PROBLEMS TO SOLVE:
1/ In the museum blog excerpt, give again the passage from "In partnership with" to "in this event!", copying it exactly.
2/ Rewrite the paragraph of the museum blog excerpt that begins "Spring has finally arrived" as a short list that keeps its main facts.
3/ Decide whether each statement agrees with the museum blog excerpt: (a) The Public Opening of the Embattled exhibit was held on March 21. (b) Park Day is run in partnership with the Civil War Preservation Trust. (c) Several sites in Indiana take part in Park Day. Answer yes or no for each and quote the words of the excerpt that decide it.

EXTRACTED TEXT:
☆ ☆ ☆ ☆

The following day, March 21, was the Public Opening of the Embattled exhibit, featuring two discussions on Wallace in the Civil War with Gail Stephens.
The Embattled exhibit was a rousing success, integrating the story of Wallace's battle experience with his original artifacts, as well as reproduction uniforms and Civil War sundries that children could handle and wear.

--Kara Edie, Visitor Services & Marketing Coordinator

Monday, March 16, 2009

Spring has arrived!

Spring has finally arrived and the Museum is blooming with activities! Following the opening of the 2009 exhibit, people from central Indiana descend upon the Museum for Park Day 2009.

In partnership with the Civil War Preservation Trust, Park Day is a national program where people volunteer at parks, battlefields, monuments, and historical sites to help staff with much needed maintenance. The General Lew Wallace Study and Musuem is the only site in Indiana participating in this event!

☆ ☆ ☆ ☆

PROVIDED INFORMATION:

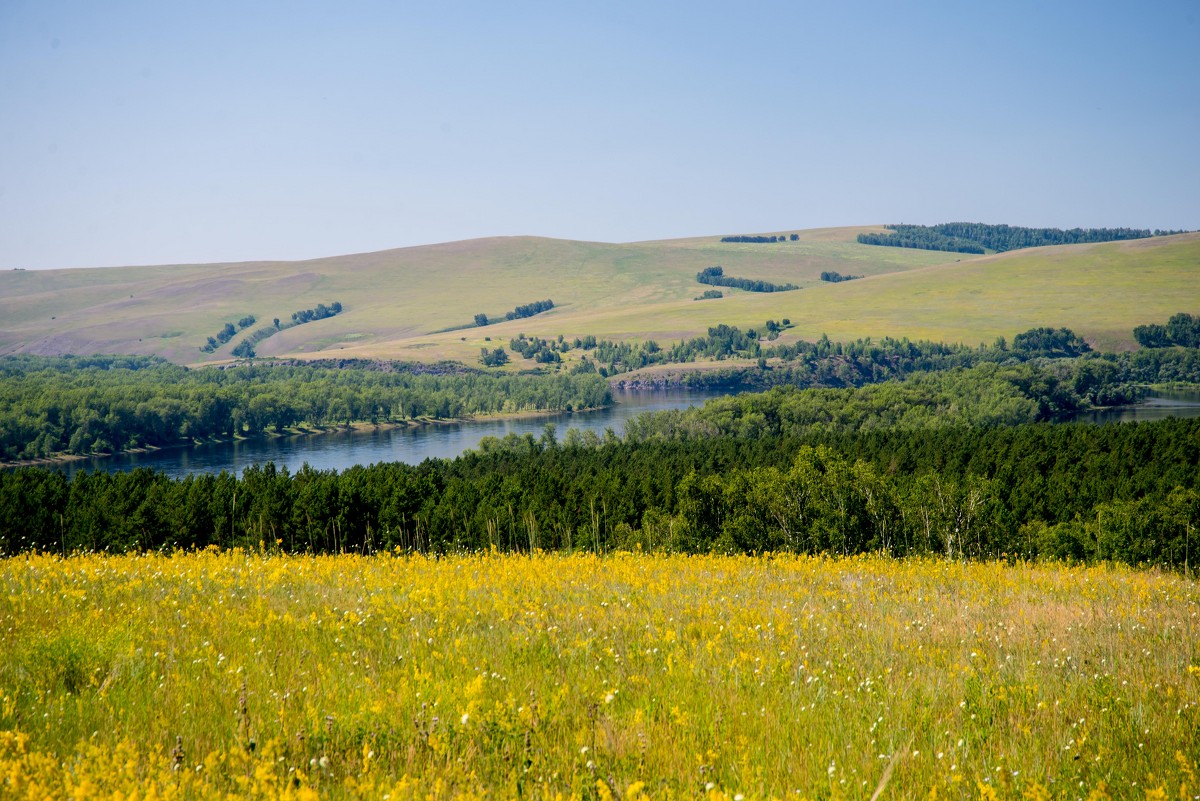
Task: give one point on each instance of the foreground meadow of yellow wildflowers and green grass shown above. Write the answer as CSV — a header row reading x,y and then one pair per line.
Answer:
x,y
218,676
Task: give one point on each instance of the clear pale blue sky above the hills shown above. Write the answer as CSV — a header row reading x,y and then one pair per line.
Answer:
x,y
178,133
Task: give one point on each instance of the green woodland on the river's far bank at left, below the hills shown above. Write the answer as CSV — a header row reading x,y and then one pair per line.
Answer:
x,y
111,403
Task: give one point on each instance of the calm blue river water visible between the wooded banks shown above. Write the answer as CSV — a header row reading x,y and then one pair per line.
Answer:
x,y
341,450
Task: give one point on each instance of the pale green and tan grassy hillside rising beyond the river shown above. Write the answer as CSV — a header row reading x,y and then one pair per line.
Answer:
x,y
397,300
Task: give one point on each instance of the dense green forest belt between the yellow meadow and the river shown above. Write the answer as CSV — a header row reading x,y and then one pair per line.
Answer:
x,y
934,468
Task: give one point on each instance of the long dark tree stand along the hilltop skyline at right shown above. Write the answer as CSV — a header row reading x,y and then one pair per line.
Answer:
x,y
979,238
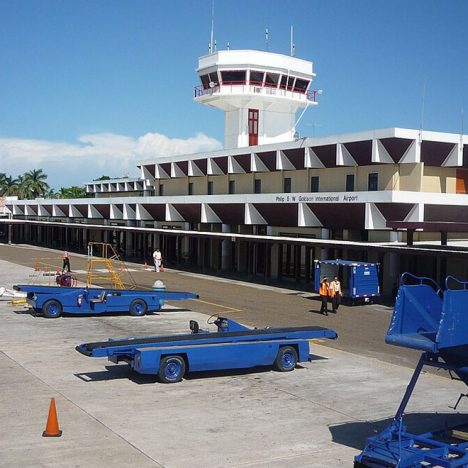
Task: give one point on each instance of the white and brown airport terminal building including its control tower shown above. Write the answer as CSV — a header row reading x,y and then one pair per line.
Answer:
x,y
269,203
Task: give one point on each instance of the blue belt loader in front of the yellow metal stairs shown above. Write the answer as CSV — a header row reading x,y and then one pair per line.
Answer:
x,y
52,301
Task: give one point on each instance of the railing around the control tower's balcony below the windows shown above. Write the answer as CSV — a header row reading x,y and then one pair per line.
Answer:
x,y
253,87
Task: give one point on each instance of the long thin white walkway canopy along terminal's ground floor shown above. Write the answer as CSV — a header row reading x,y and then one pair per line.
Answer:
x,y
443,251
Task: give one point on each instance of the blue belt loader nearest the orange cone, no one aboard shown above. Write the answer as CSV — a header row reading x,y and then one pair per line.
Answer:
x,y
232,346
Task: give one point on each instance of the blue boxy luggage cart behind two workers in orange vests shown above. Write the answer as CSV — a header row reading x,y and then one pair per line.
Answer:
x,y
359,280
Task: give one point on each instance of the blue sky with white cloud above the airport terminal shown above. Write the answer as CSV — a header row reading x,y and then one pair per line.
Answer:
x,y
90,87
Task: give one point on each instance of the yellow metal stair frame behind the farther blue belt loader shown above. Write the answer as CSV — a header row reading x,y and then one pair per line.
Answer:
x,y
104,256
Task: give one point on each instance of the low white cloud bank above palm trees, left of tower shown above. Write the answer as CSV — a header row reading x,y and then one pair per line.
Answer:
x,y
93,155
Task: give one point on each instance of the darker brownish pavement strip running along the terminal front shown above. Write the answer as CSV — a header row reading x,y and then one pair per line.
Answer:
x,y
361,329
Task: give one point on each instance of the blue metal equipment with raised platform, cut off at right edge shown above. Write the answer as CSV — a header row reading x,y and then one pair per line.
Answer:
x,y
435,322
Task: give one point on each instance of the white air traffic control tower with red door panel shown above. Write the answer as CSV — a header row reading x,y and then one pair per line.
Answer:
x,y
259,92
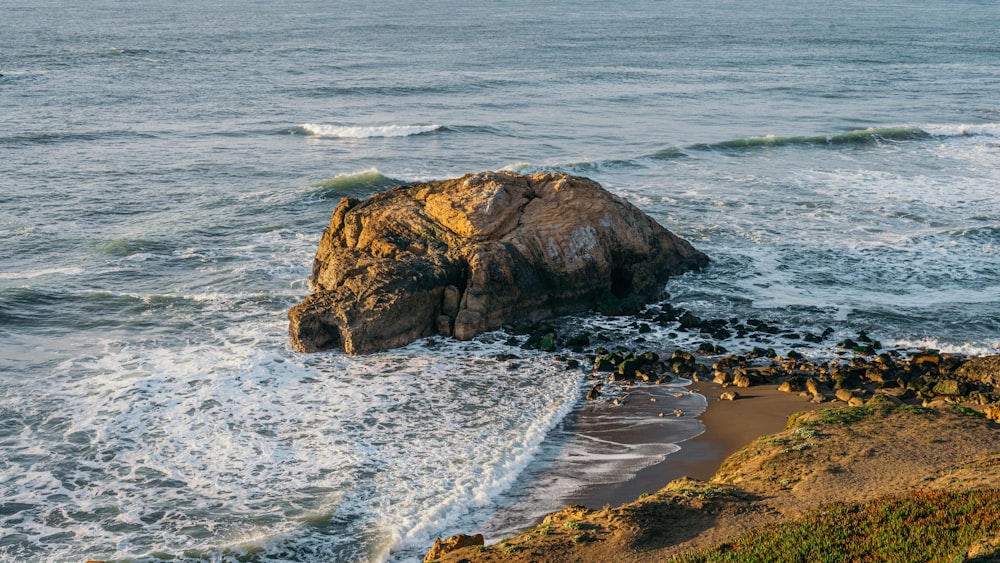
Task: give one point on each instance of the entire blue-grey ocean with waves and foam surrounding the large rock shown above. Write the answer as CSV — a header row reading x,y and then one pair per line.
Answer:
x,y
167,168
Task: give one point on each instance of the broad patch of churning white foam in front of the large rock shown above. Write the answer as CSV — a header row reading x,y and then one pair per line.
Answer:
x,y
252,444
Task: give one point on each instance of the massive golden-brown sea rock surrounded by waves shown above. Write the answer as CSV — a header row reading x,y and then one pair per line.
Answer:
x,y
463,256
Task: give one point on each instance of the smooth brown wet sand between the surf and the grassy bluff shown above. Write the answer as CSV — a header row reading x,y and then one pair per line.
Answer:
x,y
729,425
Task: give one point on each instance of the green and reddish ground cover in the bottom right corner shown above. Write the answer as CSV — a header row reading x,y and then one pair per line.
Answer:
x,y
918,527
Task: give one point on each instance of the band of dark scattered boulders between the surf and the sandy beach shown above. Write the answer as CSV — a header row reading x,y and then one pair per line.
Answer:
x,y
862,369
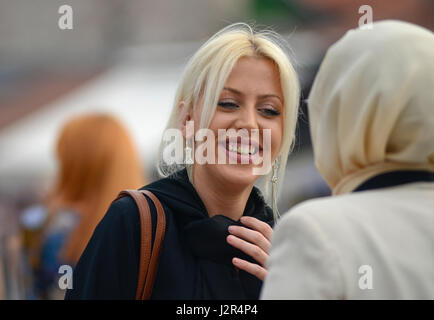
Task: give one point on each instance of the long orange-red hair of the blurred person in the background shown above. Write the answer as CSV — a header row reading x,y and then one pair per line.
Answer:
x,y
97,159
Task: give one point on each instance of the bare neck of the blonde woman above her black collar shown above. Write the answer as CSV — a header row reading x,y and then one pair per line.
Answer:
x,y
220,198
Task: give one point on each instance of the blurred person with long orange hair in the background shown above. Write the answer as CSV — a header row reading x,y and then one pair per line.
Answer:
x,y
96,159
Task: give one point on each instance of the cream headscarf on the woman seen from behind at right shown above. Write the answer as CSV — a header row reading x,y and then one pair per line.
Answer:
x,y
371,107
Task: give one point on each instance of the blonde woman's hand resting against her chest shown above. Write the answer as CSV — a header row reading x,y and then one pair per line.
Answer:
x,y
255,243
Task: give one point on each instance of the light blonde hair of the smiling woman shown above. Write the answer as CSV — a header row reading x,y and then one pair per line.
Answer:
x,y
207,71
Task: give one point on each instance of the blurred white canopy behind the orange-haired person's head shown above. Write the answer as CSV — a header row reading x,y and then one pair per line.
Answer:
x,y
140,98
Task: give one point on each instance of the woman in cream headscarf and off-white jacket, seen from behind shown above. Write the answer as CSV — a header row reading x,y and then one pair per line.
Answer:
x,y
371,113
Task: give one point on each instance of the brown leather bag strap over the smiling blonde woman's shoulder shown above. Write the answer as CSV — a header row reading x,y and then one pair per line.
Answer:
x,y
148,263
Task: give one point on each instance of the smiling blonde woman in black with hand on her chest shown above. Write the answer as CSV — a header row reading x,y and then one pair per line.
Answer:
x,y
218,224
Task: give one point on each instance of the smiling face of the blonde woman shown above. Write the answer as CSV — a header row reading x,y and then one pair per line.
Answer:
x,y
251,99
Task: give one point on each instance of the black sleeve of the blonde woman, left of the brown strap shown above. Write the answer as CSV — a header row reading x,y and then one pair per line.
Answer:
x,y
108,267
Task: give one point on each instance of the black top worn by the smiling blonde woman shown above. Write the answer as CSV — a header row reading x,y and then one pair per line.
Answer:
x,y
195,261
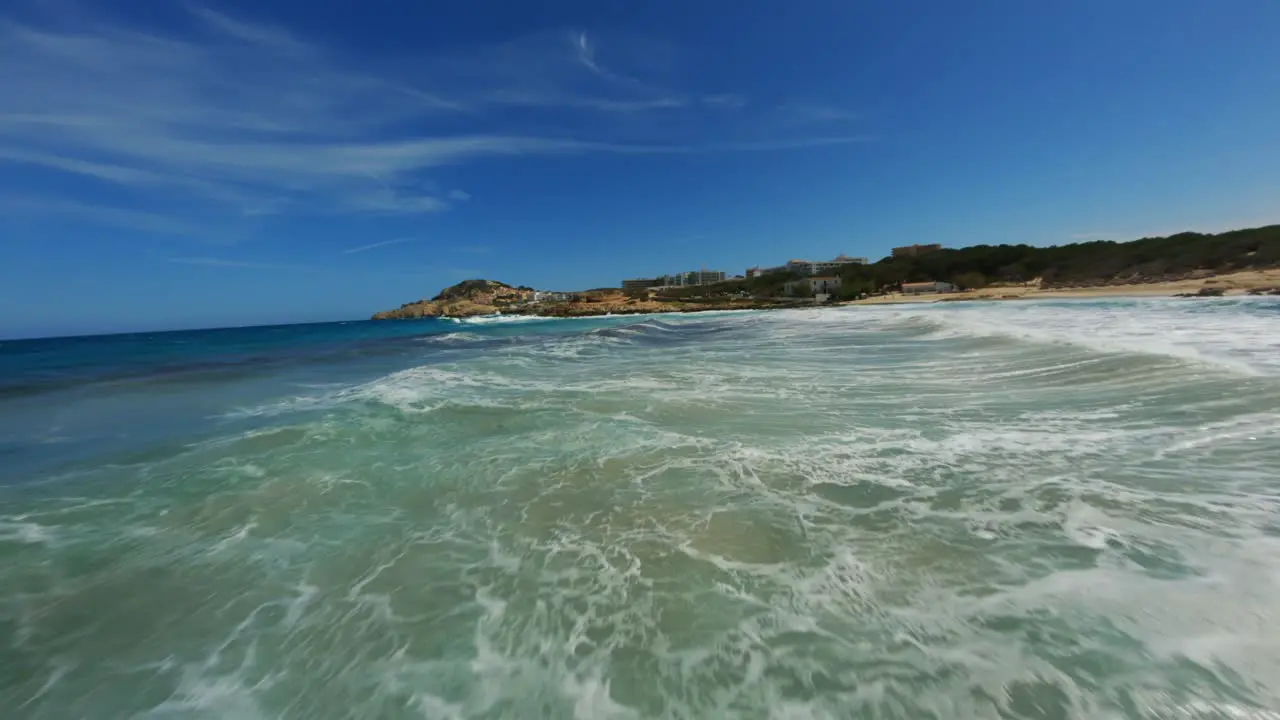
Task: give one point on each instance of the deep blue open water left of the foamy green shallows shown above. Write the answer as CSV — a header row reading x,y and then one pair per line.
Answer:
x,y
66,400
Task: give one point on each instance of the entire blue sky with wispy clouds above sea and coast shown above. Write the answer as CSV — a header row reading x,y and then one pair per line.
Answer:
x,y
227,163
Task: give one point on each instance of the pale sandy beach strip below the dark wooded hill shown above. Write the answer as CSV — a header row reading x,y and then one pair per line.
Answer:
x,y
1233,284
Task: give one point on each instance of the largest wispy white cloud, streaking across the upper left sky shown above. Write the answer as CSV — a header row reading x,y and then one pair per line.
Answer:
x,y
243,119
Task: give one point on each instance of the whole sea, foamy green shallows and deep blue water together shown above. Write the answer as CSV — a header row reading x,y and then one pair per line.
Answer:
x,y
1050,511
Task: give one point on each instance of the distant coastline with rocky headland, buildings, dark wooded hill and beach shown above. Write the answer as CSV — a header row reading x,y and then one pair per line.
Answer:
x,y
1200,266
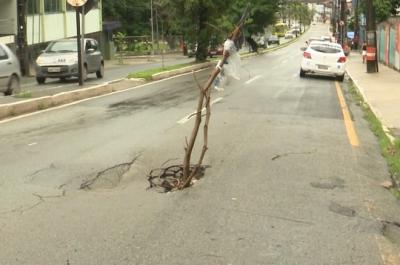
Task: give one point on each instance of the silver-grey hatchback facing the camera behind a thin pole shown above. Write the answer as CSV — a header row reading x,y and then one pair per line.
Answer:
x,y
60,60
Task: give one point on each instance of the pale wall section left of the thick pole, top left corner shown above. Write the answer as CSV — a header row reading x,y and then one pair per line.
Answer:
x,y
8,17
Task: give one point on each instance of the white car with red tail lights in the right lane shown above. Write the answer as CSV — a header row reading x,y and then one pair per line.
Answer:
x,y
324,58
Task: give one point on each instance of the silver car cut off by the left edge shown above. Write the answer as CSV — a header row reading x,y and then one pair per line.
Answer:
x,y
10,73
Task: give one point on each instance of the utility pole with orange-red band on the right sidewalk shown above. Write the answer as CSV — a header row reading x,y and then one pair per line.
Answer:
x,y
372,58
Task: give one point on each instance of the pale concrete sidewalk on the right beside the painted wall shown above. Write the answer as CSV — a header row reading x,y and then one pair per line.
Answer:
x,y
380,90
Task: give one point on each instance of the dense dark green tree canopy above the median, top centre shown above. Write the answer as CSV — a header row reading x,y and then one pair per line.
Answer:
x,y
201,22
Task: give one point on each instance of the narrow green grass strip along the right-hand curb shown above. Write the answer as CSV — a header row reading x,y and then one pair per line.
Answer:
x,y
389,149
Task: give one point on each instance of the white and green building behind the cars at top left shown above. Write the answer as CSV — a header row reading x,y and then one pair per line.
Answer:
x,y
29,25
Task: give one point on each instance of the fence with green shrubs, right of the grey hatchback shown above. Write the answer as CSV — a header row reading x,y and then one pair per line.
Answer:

☆ ☆ ☆ ☆

SOLUTIONS TO EACH TASK:
1/
In partnership with the Civil War Preservation Trust, Park Day is a national program where people volunteer at parks, battlefields, monuments, and historical sites to help staff with much needed maintenance. The General Lew Wallace Study and Musuem is the only site in Indiana participating in this event!

2/
- Spring has arrived, and the Museum is full of activities.
- After the 2009 exhibit opens, people from central Indiana come to the Museum for Park Day 2009.

3/
(a) Yes: "The following day, March 21, was the Public Opening of the Embattled exhibit"
(b) Yes: "In partnership with the Civil War Preservation Trust, Park Day is a national program"
(c) No: "the only site in Indiana participating in this event"